[Start MATERIAL PROVIDED]

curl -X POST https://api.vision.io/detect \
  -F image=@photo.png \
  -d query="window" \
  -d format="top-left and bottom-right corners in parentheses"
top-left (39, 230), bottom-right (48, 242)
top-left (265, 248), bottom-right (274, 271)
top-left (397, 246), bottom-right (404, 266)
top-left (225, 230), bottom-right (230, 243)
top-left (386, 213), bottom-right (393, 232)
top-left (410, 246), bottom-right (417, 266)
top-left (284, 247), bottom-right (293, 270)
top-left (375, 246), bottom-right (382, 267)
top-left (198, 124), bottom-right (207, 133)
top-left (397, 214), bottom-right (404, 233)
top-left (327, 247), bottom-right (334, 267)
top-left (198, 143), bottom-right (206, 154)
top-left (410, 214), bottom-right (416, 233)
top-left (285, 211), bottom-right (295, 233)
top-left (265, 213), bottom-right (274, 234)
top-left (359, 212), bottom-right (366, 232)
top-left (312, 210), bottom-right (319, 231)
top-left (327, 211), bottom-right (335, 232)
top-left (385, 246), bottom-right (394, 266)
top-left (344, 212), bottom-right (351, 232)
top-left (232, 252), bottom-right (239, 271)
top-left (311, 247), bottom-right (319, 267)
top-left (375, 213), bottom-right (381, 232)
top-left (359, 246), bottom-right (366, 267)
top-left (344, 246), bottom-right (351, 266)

[End MATERIAL PROVIDED]
[Start MATERIAL PROVIDED]

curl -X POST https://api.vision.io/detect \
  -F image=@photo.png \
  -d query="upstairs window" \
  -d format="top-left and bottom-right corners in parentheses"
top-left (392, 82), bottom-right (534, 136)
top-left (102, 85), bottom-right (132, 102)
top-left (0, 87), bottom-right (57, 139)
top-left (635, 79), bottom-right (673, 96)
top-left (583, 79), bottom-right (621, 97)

[End MATERIAL PROVIDED]
[Start MATERIAL PROVIDED]

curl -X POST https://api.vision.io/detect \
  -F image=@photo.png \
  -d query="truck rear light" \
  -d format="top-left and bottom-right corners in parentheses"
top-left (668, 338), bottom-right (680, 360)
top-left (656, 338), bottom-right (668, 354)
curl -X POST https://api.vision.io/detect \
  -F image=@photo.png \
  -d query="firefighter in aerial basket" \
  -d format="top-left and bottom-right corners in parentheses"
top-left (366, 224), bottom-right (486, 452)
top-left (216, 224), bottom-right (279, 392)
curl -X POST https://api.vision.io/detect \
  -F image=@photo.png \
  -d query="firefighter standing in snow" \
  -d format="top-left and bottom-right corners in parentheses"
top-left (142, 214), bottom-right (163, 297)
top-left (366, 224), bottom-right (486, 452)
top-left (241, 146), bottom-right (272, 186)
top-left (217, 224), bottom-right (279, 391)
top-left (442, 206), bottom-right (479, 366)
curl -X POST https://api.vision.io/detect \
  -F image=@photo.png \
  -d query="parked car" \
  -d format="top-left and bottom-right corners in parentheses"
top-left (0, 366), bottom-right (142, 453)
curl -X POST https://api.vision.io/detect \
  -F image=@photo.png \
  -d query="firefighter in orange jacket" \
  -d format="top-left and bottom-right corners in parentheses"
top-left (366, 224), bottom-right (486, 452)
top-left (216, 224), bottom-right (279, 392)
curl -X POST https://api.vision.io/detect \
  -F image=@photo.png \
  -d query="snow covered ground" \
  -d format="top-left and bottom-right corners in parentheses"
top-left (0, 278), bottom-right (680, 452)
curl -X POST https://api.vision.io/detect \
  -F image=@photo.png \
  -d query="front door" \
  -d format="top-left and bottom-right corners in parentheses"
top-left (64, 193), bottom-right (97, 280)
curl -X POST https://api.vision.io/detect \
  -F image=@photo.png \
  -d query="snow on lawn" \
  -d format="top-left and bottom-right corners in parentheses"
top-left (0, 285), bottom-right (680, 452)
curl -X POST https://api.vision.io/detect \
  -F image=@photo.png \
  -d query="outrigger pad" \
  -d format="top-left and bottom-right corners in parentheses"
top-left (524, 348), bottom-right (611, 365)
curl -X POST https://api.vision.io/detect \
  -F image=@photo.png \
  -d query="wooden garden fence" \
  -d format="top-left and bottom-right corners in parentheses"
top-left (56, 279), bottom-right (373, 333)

[End MATERIAL PROVIDED]

◆ DO THIS:
Pick out every line in the rows above that contains the string "snow", and copy each one. Case counts.

◆ ANSWER TO THE PROBLEM:
  -d query="firefighter standing in snow" \
  -d query="snow covered ground" \
  -d query="snow on lawn" \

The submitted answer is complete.